学位論文要旨



No 216619
著者(漢字) 淺野,敏久
著者(英字)
著者(カナ) アサノ,トシヒサ
標題(和) 湖沼をめぐる環境運動に関する地理学的研究
標題(洋)
報告番号 216619
報告番号 乙16619
学位授与日 2006.09.20
学位種別 論文博士
学位種類 博士(学術)
学位記番号 第16619号
研究科
専攻
論文審査委員 主査: 東京大学 教授 谷内,達
 東京大学 教授 荒井,良雄
 東京大学 教授 須貝,俊彦
 東京大学 助教授 松原,宏
 東京大学 助教授 永田,淳嗣
内容要旨 要旨を表示する

 地球規模での環境の危機がさけばれ,ローカルな場面でも環境に関わる出来事がいろいろな形で話題になる現代社会において,環境問題は,絶え間ない研究・実践が求められる極めて重要な社会的課題の1つである。学術的にも重点的に取り組むべき課題であることは言うまでもない。環境問題へのアプローチは,自然科学によるだけではなく,人文・社会科学等,さまざまな分野からなされ,総合的な検討がなされなければならない。

 環境問題は,単なる自然環境の変化(ないし今後の予想される変化)だけから構成されるものではなく,それが「問題」となるのは,ある現象・出来事が問題であると社会に発信され,広く認識・支持されることによる。この問題提起やアイディアの普及に関わる主体の1つとして,市民や住民による環境運動体の果たす役割は大きい。環境問題研究の1つの視角として,環境問題の構築過程やその担い手についての理解を深めることも,具体的な現象の理解や技術的な研究などと並んで重要である。

 本研究では,環境問題が社会的に構築されていく過程を解き明かすことへの関心を抱きつつ,その過程に大きな存在感を示す環境運動に焦点をあてた。その際,「環境運動の地域性」を鍵として,国内の湖沼環境保全運動の事例研究を踏まえ,地域の特性が市民・住民運動の何に,どのように反映されるのか,また,逆に市民・住民運動がいかに環境問題の地域差を生みだしていくのかについて考察することとした。換言すると本研究の課題は,「環境運動の地域性」に注目し,1)市民・住民運動はその担い手や支持者の社会経済的な属性によると同時に,居住地の差によっても説明でき,観察される運動の地域差は当該地域の地域性が反映されたものとして理解できること,2)市民・住民運動は,環境の変化に意義を申し立て,その後の議論構築の利害関係者の1つとして機能することで,その現象に地域の環境問題という社会的な意味づけを与え,関連する政策の方向や,地域の環境・景観に寄与する存在となることを示すことにある。

 論文の構成は4部10章とし,本論にあたる2・3部で,地方圏の大規模開発をめぐる運動の事例として中海干拓反対運動と,首都圏の水資源開発や環境悪化に関する市民運動をとりあげ,これらの特徴や運動と地域との関わりなどについて検討した。最終章で,環境運動と地域の関わりについて総括的に論じた。以下,各章の概要についてまとめる。

 第1章では,研究の目的と課題を述べるとともに,キーワードとする「環境運動の地域性」についての概念を説明した。加えて,地理学における環境運動研究の位置づけと意義を,地理学において社会運動を扱ってきた研究動向と,隣接分野といえる環境社会学の動向とのそれぞれとからめて整理した。

» 与えられた資料

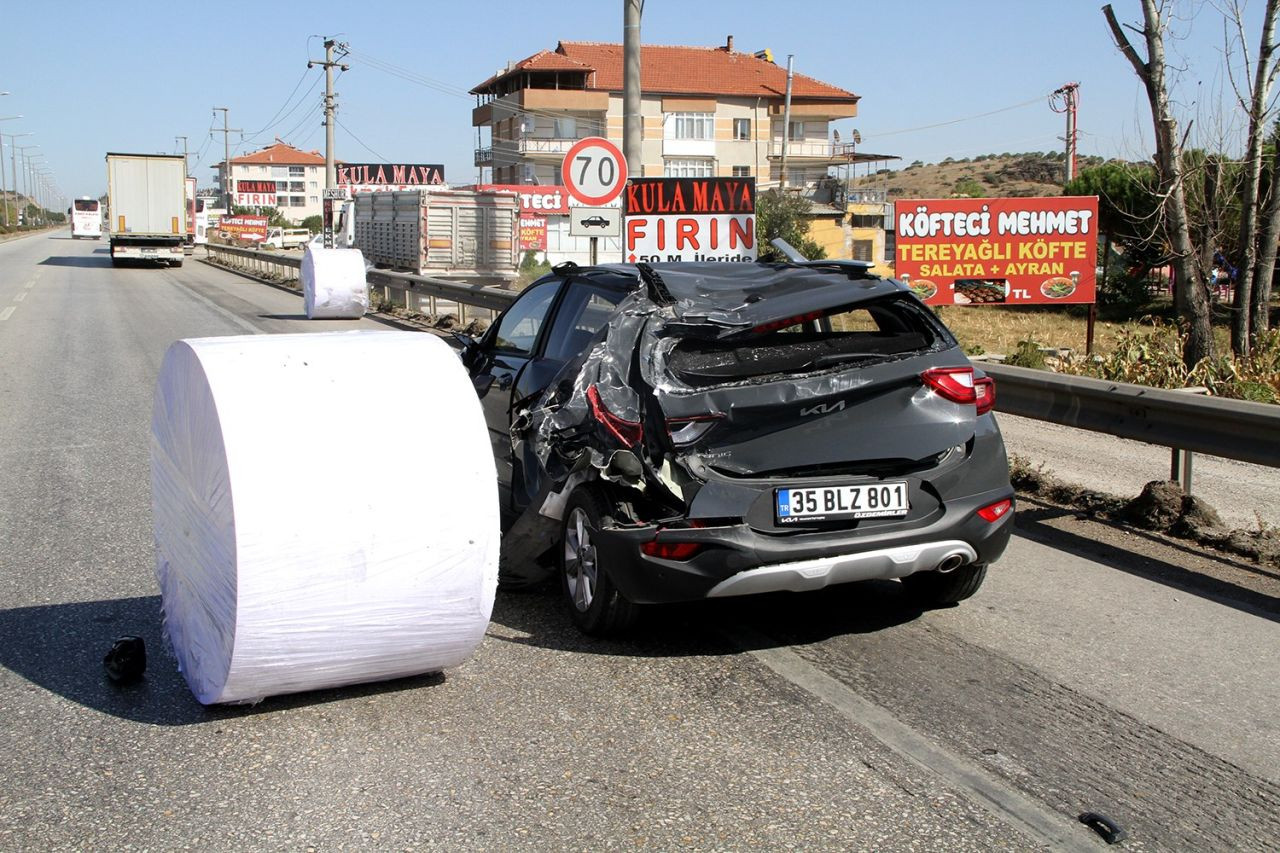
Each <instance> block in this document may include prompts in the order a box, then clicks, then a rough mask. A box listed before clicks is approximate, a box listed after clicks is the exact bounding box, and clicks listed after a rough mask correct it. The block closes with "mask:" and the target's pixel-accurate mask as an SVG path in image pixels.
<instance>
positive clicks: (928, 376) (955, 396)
mask: <svg viewBox="0 0 1280 853" xmlns="http://www.w3.org/2000/svg"><path fill="white" fill-rule="evenodd" d="M920 382H923V383H924V386H925V387H927V388H932V389H933V391H936V392H937V393H938V394H940V396H941V397H943V398H946V400H950V401H951V402H957V403H977V402H978V392H977V391H975V389H974V380H973V368H929V369H928V370H925V371H924V373H922V374H920Z"/></svg>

» 取り組む課題
次の(a)〜(c)が元の文章と合っているかを「はい」か「いいえ」で答え、それぞれ決め手になる元の文章の言葉を一字も変えずに引用してください。(a) 論文は4部10章で構成されている。(b) 論文審査委員の主査は荒井良雄教授である。(c) 環境問題へのアプローチは自然科学だけで足りるとしている。

» 課題の答え
(a) はい。「論文の構成は4部10章とし」
(b) いいえ。「主査: 東京大学 教授 谷内,達」
(c) いいえ。「自然科学によるだけではなく,人文・社会科学等,さまざまな分野からなされ,総合的な検討がなされなければならない」